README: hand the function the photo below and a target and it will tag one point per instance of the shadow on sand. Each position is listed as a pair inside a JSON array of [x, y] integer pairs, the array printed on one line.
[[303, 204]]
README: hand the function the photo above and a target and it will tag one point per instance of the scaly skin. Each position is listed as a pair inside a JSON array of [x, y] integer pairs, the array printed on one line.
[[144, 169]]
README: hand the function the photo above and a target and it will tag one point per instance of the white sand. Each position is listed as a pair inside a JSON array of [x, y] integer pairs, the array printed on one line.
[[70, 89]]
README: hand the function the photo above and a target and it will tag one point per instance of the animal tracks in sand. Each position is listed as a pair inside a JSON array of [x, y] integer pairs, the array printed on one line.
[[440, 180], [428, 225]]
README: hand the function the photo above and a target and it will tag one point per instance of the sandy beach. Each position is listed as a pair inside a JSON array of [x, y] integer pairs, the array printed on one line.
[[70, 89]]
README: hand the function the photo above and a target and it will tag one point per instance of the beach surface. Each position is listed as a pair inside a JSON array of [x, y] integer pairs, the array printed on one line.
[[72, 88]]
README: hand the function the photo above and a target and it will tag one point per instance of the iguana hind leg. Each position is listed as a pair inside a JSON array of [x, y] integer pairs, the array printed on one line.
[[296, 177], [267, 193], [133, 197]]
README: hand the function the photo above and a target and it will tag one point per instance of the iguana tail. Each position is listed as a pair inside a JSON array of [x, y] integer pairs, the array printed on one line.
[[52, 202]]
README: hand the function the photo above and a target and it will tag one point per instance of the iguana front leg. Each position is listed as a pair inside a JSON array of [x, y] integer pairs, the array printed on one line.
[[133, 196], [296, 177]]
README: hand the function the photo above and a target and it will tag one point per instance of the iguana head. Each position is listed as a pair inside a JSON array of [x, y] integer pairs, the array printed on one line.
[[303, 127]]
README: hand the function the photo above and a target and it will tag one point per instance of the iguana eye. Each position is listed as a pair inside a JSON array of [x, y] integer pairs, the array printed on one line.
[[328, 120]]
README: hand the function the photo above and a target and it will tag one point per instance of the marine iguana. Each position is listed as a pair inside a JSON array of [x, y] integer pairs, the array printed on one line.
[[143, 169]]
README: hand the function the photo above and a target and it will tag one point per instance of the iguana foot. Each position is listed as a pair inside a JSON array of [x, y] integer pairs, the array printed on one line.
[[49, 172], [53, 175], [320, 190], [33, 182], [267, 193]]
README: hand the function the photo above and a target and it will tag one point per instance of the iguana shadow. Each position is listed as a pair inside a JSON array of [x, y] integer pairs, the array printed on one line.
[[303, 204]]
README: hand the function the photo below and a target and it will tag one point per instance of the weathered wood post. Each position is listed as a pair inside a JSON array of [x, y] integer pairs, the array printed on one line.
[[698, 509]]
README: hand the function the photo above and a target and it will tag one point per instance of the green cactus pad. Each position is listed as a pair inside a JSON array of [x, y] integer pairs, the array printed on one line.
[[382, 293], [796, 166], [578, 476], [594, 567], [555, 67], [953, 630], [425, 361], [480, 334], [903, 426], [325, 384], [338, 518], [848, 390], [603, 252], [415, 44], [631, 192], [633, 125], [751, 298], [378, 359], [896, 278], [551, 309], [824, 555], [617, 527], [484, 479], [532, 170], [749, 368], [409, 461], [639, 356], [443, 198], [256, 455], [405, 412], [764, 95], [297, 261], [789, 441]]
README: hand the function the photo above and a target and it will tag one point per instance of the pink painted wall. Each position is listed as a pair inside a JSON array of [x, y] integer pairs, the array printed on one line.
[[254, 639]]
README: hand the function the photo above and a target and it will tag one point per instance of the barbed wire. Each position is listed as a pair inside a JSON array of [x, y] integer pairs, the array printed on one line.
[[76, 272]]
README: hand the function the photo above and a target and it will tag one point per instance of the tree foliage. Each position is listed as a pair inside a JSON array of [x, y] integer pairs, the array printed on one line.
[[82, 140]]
++++++++++++++++++++
Direction —
Format the records as a JSON list of strings, one string for each line and no strings for blank lines.

Answer below —
[
  "README: hand the function the photo below and a target and it will tag one point per instance of the shadow on sand. Each position is listed as a pair inside a JSON array of [x, y] integer pairs, the array printed on one line.",
  "[[303, 204]]",
  "README: hand the function the photo above and a target and it will tag one point per instance of the scaly skin. Each position is listed as a pair inside a JSON array of [x, y] integer pairs, the array printed on one line.",
  "[[144, 169]]",
  "README: hand the function the photo above and a target and it will tag one point per instance of the white sand. Each position is listed as a pair inside a JSON array of [x, y] integer pairs, the array printed on one line.",
  "[[70, 89]]",
  "README: hand the function the photo above and a target and it will tag one point per instance of the animal tracks in sand. Each position is listed as a pair inside a JSON array of [x, y] integer pairs, the array printed on one line.",
  "[[440, 180], [428, 225]]",
  "README: hand the function the photo above and a target and it will tag one point per instance of the sandy beach. Each position is listed as a pair inside a JSON array of [x, y] integer pairs, the array printed on one line.",
  "[[70, 89]]",
  "README: hand the function the photo above and a target and it will tag one point per instance of the beach surface. Each position is listed as a pair inside a JSON array of [x, y] integer pairs, the array printed on one line.",
  "[[72, 88]]",
  "README: hand the function the photo above and a target and it will tag one point per instance of the iguana hind leg. Each position is listed as a pair inside a JSON array of [x, y] integer pairs, the array printed on one line.",
  "[[296, 177], [267, 193], [133, 197]]",
  "README: hand the function the photo above and a target and it will tag one point per instance of the iguana tail. Each position is listed as a pair inside a JSON array of [x, y] integer pairs, the array printed on one line.",
  "[[52, 202]]",
  "README: hand the function the photo above and a target and it will tag one point per instance of the iguana front leg. Each position is listed as a pair inside a JSON array of [x, y] integer pairs, the array printed on one line.",
  "[[133, 196], [296, 177]]",
  "README: hand the function the photo above and a target and it will tag one point per instance of the iguana head. Each position is listed as a pair inside a JSON array of [x, y] integer pairs, the array printed on one line.",
  "[[303, 127]]",
  "README: hand the function the photo above and a target and it will tag one point per instance of the iguana eye. Each position is listed as a pair inside a JSON array of [x, y] integer pairs, the array printed on one line.",
  "[[328, 120]]",
  "README: hand the function the photo above and a target and it will tag one point per instance of the marine iguana. Each position is listed as a pair inside a JSON array of [x, y] integer pairs, the array printed on one line.",
  "[[143, 169]]",
  "README: hand the function the photo above and a target and it will tag one point per instance of the iguana foot. Each position is listed as a pair inside a JSON array of [x, y] integer pairs, the array printed on one line.",
  "[[49, 172], [53, 175], [320, 190], [33, 182], [267, 193]]",
  "README: hand the function the photo above and a target and it will tag one point per instance of the iguana shadow. Each position is listed as a pair inside a JSON array of [x, y] integer pairs, the array printed on one line.",
  "[[303, 204]]",
  "README: hand the function the photo below and a target and it will tag one point per instance of the weathered wood post. Each position is listed as a pair inside a JSON array of [x, y] integer pairs, the array printed on one line.",
  "[[698, 509]]",
  "README: hand the function the photo above and a target and it will tag one point per instance of the green cactus pad. Each position is listed as a pair inside a JSON array of [x, y] integer pairs, the array printed on one line.",
  "[[382, 293], [796, 166], [578, 476], [594, 567], [555, 67], [953, 630], [425, 361], [480, 334], [903, 426], [325, 384], [338, 518], [848, 390], [603, 252], [415, 44], [631, 192], [633, 125], [751, 298], [378, 359], [896, 278], [551, 309], [824, 555], [617, 527], [484, 479], [532, 170], [749, 368], [409, 461], [639, 356], [443, 198], [256, 455], [405, 412], [764, 95], [297, 261], [789, 441]]",
  "README: hand the function the photo above and a target and it will tag one point per instance of the pink painted wall. Each position is listed as a pair inside a JSON array of [x, y] integer pairs, the array printed on one line.",
  "[[254, 639]]",
  "README: hand the function the photo above and a target and it will tag one point per instance of the barbed wire. Each position is listed as a pair inside a JSON array of [x, y] integer pairs, the array printed on one line.",
  "[[76, 272]]",
  "README: hand the function the photo above and a target and it will tag one point per instance of the tree foliage. Each position is listed as a pair inside a JSON array of [x, y] integer pairs, the array printed on one line.",
  "[[82, 140]]"
]